Records from a data collection:
******

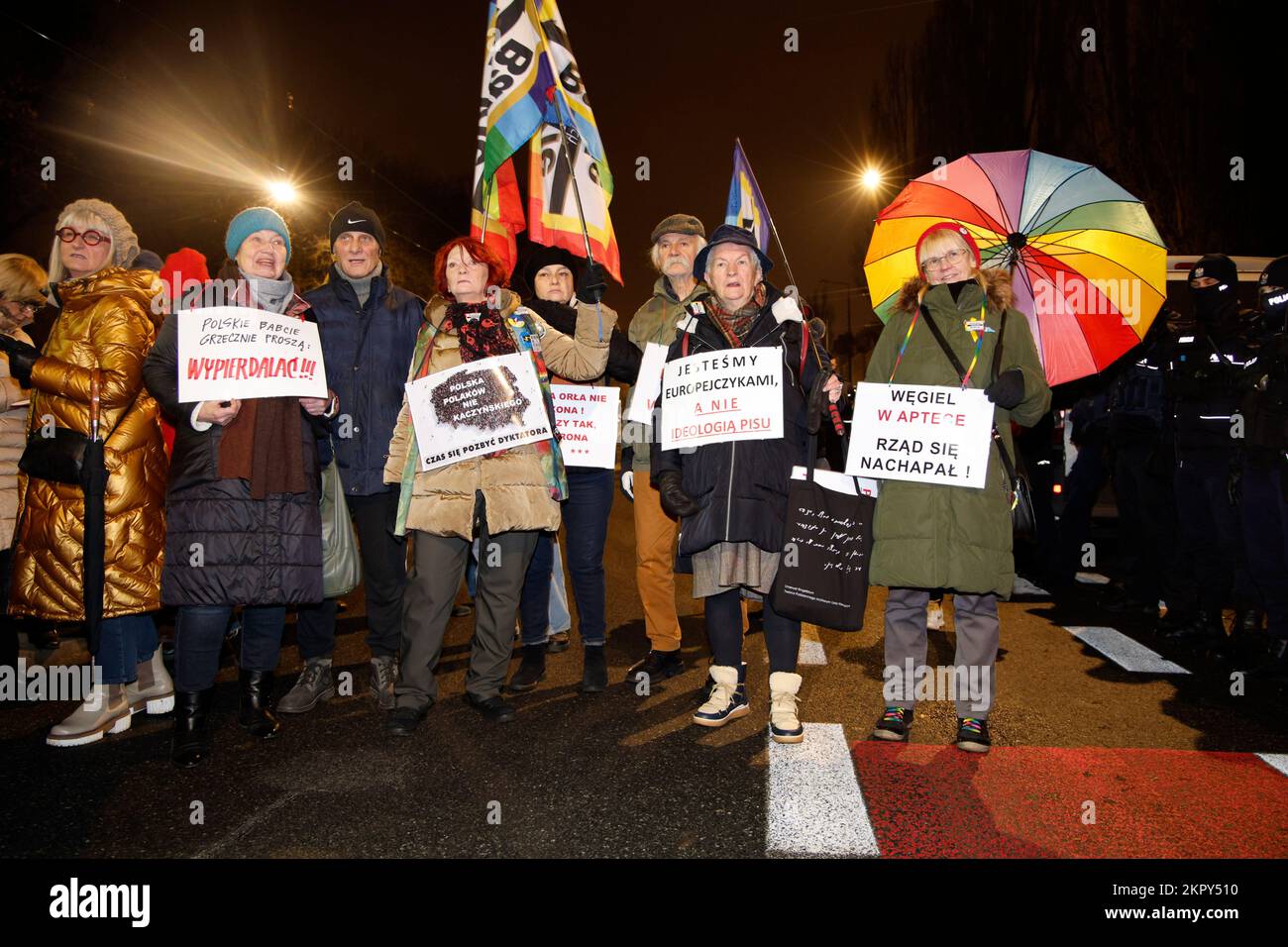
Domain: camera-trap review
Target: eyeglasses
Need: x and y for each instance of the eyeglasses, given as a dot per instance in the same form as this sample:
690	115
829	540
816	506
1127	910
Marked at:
91	237
949	260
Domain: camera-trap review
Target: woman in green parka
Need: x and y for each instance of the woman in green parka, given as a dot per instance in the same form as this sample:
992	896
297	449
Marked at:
930	536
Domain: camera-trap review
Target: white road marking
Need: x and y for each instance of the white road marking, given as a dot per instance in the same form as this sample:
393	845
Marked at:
1124	651
815	806
811	647
1022	586
1279	761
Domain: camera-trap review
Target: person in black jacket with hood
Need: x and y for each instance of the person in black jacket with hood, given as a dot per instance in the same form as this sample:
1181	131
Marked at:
732	496
1207	377
369	333
552	273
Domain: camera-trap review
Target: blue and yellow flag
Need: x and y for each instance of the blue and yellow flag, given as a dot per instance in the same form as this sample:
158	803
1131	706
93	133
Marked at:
746	206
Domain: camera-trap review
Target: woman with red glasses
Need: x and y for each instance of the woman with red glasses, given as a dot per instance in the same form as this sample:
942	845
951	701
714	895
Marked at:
106	326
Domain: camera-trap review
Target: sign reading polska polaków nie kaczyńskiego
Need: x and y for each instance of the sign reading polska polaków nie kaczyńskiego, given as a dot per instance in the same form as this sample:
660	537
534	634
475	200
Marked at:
732	394
478	407
236	352
587	420
927	433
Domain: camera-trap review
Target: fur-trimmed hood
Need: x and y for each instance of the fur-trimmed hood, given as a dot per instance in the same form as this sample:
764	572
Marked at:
997	285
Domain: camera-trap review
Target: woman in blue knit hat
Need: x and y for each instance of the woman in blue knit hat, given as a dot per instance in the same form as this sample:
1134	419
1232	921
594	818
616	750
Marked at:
243	504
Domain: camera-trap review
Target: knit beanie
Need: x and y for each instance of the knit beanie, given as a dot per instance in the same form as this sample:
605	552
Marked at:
252	221
125	244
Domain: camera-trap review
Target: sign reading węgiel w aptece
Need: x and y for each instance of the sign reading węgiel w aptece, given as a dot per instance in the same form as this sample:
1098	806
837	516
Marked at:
927	433
732	394
236	352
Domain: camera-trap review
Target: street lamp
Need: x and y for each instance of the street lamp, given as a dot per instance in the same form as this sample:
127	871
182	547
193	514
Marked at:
282	191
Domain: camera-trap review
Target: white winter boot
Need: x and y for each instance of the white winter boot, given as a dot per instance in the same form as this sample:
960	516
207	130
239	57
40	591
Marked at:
785	727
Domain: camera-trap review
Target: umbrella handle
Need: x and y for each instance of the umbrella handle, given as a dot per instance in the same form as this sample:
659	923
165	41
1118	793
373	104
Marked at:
94	384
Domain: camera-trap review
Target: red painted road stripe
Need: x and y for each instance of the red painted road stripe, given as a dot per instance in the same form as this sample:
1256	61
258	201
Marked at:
1020	801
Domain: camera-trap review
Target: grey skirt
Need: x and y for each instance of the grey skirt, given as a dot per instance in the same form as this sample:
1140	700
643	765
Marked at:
733	565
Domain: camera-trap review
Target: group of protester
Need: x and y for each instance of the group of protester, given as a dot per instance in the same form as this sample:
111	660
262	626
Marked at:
228	519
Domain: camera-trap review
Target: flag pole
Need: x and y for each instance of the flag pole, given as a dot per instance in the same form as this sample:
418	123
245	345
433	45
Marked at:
563	128
772	227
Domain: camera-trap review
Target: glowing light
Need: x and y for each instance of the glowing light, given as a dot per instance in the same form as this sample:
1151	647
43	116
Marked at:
282	191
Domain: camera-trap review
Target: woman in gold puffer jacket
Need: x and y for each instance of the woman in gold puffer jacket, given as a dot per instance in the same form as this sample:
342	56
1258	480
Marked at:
107	322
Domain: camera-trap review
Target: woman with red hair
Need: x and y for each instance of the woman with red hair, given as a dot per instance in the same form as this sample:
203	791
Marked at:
503	499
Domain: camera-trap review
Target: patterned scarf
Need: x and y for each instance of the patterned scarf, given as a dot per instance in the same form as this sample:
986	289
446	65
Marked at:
735	325
481	338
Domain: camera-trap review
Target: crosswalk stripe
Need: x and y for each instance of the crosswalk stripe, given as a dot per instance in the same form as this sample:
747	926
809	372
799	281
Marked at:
815	806
1279	761
1126	652
811	647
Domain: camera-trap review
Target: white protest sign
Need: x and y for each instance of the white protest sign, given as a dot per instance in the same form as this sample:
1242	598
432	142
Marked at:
732	394
648	384
926	433
478	407
587	419
235	352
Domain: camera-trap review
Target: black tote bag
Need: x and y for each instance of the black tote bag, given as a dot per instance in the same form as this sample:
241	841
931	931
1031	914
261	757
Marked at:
827	548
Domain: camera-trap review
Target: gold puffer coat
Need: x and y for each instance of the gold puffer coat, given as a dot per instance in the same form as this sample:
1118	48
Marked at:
106	321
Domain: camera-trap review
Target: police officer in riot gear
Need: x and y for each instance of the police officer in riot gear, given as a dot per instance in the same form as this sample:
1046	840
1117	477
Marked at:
1265	468
1207	377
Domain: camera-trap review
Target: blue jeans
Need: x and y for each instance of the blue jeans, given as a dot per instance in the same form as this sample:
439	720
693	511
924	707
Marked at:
198	638
585	513
123	644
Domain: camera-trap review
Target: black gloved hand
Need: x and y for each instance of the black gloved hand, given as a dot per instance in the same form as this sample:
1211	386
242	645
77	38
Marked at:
592	283
675	501
22	357
1008	389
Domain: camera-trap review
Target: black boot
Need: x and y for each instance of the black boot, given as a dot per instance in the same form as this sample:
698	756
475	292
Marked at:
257	701
593	674
191	745
532	669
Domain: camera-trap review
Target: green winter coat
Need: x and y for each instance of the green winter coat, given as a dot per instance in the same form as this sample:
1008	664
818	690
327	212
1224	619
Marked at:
655	321
932	536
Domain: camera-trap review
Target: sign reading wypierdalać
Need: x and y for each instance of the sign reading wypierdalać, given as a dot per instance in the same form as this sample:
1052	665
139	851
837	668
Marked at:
587	420
478	407
927	433
732	394
235	352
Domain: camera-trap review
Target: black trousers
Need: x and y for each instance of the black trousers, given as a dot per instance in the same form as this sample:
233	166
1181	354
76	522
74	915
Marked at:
384	577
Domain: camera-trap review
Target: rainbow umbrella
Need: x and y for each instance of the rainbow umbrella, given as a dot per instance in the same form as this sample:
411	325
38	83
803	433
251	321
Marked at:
1089	265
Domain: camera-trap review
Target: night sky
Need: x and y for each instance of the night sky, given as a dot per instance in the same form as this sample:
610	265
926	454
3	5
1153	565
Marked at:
395	86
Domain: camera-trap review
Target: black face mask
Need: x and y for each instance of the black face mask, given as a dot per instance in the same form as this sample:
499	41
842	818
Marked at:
1212	303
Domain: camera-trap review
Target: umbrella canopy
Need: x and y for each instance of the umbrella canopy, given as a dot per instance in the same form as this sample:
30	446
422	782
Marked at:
1090	270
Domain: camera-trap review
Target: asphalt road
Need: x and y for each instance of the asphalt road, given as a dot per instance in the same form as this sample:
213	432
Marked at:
619	774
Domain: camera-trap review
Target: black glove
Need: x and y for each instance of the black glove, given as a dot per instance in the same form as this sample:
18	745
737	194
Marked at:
592	283
22	357
675	501
1008	389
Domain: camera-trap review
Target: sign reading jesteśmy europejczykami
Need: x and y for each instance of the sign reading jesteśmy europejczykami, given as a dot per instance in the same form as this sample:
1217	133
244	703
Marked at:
927	433
478	407
732	394
236	352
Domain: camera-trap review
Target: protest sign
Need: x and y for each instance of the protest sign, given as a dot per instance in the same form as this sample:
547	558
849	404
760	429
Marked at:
235	352
478	407
648	384
587	419
927	433
732	394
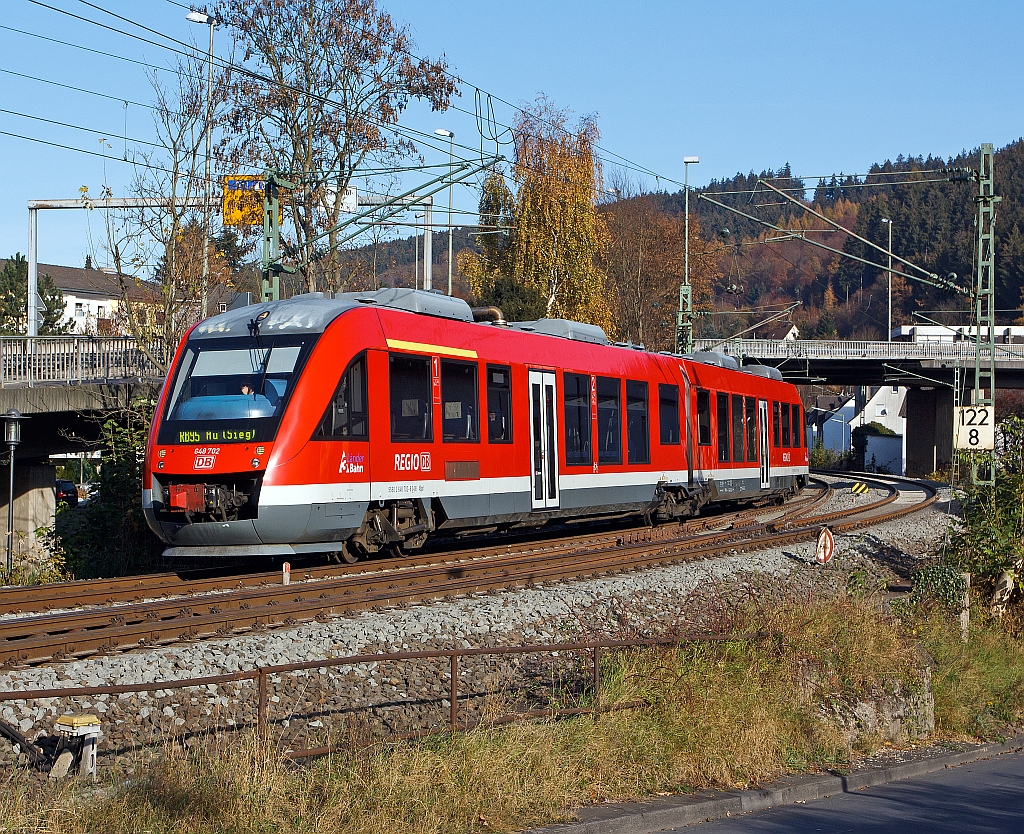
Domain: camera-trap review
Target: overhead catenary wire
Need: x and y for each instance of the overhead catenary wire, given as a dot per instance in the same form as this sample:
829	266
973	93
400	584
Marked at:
193	49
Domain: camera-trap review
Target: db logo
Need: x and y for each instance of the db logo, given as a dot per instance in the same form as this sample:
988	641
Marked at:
414	462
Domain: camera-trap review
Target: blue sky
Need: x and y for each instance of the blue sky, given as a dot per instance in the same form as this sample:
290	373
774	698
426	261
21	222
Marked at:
825	86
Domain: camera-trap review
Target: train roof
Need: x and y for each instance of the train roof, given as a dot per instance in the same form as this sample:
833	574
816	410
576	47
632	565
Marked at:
312	313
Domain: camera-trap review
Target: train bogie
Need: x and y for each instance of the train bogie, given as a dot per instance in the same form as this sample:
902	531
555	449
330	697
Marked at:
367	423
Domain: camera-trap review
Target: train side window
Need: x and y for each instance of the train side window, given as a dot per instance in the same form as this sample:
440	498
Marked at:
576	392
459	420
751	419
723	427
704	418
411	404
668	412
346	416
636	422
499	404
609	421
737	427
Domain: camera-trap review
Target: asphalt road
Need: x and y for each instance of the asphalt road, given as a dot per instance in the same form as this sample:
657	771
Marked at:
986	796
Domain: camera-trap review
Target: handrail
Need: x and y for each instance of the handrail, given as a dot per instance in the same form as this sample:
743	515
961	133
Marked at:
839	349
66	360
259	675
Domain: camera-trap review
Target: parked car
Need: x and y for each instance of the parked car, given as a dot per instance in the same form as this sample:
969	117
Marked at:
67	493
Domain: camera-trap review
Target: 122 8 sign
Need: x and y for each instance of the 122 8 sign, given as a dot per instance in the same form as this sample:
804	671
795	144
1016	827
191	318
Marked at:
973	428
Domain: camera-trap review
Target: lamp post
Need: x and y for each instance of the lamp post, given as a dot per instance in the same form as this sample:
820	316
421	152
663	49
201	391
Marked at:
687	161
12	436
889	274
206	19
451	137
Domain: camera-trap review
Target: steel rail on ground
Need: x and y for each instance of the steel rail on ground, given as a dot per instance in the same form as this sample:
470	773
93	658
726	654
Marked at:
159	623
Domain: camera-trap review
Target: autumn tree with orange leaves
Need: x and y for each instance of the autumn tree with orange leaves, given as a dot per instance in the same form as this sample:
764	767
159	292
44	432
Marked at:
644	265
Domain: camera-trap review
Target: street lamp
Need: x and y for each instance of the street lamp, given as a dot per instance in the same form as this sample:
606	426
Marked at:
206	19
889	222
687	161
451	137
12	436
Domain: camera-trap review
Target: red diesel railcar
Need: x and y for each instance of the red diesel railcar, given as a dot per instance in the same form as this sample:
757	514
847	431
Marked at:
367	421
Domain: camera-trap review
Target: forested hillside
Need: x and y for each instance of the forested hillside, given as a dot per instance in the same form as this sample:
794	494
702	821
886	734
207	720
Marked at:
741	267
933	224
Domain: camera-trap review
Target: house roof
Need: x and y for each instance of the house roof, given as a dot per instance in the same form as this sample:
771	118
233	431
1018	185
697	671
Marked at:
76	281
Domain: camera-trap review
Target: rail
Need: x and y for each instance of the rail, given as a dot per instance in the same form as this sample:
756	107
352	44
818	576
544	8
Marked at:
814	349
260	674
27	362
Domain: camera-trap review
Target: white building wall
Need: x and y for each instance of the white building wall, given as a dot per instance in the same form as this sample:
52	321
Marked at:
84	311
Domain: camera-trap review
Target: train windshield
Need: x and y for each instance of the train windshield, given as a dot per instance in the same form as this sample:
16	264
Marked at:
228	389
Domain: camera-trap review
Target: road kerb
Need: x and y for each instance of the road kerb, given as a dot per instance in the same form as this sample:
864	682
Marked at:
672	811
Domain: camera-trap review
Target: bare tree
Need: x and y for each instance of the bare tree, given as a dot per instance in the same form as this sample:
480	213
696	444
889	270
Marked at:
165	236
320	90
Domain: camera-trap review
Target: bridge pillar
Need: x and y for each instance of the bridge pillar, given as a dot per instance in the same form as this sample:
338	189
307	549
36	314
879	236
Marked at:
929	430
34	504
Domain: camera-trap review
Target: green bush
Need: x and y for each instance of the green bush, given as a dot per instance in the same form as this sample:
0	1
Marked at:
986	540
108	535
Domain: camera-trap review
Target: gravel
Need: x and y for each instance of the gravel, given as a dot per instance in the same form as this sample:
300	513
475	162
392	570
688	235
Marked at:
370	700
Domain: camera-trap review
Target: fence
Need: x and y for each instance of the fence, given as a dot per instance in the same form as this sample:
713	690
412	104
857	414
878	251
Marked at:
69	360
260	676
813	349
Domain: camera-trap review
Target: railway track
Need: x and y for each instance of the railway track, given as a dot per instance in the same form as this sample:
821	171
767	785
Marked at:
39	638
81	593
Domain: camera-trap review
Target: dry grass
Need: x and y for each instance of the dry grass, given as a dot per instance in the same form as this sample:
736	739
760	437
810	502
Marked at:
720	715
979	685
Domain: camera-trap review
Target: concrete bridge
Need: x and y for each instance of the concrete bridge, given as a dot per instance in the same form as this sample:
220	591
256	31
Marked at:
863	363
926	369
64	385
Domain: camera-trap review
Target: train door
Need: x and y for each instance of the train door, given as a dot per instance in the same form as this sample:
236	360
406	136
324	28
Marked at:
763	444
543	440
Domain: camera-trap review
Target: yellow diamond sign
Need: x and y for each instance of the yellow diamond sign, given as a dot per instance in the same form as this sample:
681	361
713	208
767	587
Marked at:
243	200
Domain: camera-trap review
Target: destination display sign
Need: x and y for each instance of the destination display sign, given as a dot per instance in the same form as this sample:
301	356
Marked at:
228	434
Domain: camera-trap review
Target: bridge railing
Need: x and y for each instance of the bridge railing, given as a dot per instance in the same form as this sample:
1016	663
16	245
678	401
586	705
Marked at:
69	360
813	349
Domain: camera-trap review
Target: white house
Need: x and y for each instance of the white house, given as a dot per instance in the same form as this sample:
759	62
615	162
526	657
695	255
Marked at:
883	407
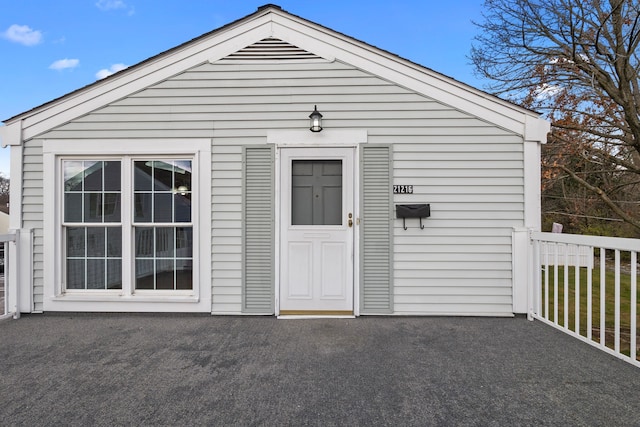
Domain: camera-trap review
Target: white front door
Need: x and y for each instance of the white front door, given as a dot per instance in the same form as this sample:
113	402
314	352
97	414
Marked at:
316	226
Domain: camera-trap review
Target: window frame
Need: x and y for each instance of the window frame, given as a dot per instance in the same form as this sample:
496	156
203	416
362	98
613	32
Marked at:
57	297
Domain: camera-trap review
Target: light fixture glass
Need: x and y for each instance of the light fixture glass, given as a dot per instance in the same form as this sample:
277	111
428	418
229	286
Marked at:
315	124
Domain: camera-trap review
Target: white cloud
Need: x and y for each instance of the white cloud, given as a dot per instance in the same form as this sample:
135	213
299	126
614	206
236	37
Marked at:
110	4
62	64
106	72
106	5
23	34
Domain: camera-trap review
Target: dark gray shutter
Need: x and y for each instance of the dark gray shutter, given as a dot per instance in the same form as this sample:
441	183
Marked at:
258	212
376	292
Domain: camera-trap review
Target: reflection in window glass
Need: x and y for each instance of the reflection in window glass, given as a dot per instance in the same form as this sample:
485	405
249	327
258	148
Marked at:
92	198
164	258
94	258
159	191
162	191
316	192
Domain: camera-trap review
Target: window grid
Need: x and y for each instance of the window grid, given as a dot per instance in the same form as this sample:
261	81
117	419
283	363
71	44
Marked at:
93	259
161	262
92	202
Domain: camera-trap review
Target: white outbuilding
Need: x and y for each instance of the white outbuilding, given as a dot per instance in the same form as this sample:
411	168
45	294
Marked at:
195	182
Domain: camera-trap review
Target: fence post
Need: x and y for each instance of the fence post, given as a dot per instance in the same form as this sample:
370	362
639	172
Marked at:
521	248
11	274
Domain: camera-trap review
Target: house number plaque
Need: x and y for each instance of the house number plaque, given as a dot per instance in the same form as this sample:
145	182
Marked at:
403	189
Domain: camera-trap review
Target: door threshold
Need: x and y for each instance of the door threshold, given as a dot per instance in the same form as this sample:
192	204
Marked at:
316	314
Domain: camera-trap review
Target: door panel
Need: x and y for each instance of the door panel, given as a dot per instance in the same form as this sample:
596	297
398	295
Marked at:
316	241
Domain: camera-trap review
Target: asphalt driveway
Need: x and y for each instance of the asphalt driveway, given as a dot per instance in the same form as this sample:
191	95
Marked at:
126	369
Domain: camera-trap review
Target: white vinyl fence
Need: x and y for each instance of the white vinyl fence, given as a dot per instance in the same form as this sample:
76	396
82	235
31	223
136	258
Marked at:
6	309
587	287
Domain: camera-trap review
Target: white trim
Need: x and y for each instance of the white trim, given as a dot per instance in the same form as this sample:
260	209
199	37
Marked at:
197	300
306	138
15	190
11	134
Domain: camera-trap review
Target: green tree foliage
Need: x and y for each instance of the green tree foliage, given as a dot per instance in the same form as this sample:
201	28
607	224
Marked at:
576	61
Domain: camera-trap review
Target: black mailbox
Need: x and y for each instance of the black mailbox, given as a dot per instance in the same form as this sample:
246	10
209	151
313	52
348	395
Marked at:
421	210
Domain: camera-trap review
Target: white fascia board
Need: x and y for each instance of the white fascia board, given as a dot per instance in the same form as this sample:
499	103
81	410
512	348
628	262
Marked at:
11	134
394	69
218	45
536	129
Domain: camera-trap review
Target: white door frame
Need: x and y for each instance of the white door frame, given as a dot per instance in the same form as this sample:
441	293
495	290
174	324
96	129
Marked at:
325	139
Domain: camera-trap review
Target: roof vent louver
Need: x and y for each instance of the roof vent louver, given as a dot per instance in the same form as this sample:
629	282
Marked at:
269	50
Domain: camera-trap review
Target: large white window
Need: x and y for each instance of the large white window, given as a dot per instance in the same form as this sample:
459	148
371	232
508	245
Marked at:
127	229
160	223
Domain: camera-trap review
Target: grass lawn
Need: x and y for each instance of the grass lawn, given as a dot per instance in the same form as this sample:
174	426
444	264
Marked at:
609	299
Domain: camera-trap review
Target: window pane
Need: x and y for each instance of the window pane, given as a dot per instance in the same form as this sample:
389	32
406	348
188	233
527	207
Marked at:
73	175
142	202
165	247
92	207
112	176
162	176
316	192
75	273
96	242
164	257
184	274
93	176
184	242
91	250
73	207
164	274
95	274
114	242
114	273
162	208
182	176
143	175
144	274
111	207
182	206
144	242
76	242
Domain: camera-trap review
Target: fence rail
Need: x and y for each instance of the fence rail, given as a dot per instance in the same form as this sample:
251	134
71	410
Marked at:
587	287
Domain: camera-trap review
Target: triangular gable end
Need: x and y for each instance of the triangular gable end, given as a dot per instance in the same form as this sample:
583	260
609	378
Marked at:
267	35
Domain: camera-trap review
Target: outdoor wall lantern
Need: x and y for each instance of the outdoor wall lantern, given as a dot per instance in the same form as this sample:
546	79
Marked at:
315	120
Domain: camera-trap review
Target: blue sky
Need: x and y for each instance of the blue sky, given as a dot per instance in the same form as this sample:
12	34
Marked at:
50	48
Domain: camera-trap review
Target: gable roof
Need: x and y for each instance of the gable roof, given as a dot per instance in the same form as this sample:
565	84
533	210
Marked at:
238	38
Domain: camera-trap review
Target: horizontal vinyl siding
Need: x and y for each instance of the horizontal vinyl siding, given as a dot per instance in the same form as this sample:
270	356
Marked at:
32	212
226	245
469	170
460	263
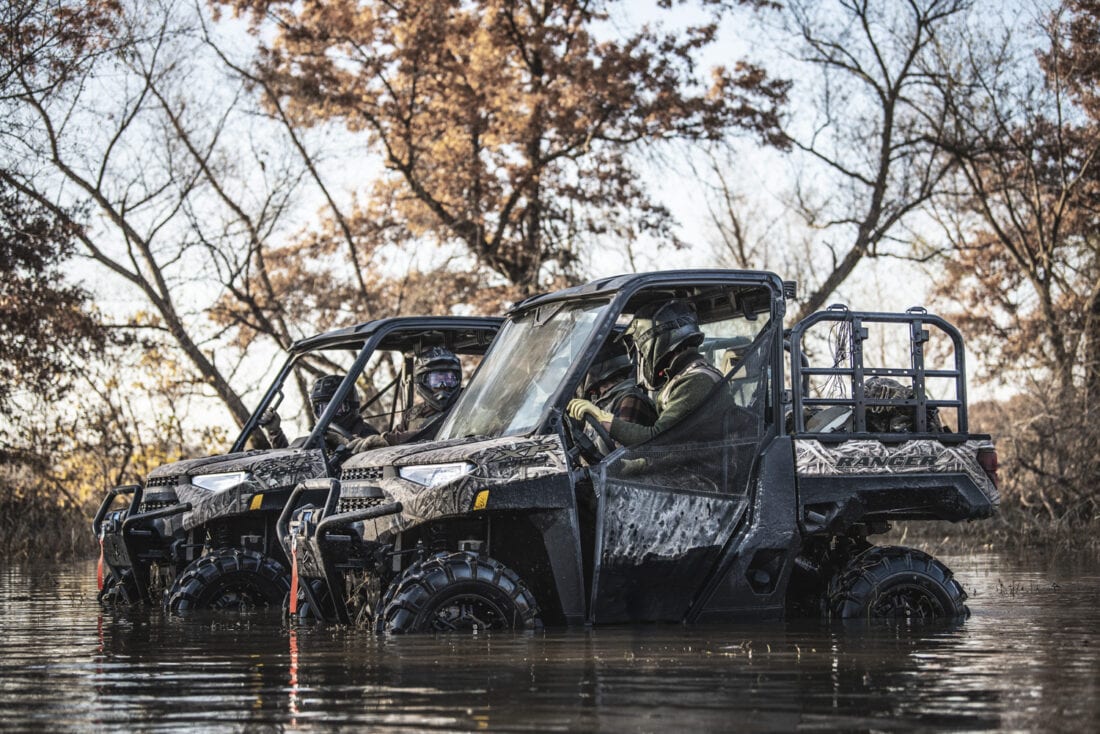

******

The required output is the stretch of entries above from the line containing "Need: x and y for each instance of the green tree" through the line containing "Target: white door frame", reproduced exactly.

Need: x and y for each instance of the green tree foliage, given as a dot per instance in the same form as this sample:
201	28
607	224
Marked at:
576	61
Domain: camera-trap review
Target: black mailbox
Need: x and y for each instance of the black mailbox, given as a dot per instance in the same form as this sample:
246	10
209	151
313	52
348	395
Marked at:
421	210
Domain: camera-trap review
Target: white fascia board
Need: x and y for each instance of the white fascia board, given as a dot per instance in the same form as this sample:
499	103
81	410
512	348
628	262
Marked at:
11	134
394	69
218	45
536	129
Domain: camera-trap review
Target: white door frame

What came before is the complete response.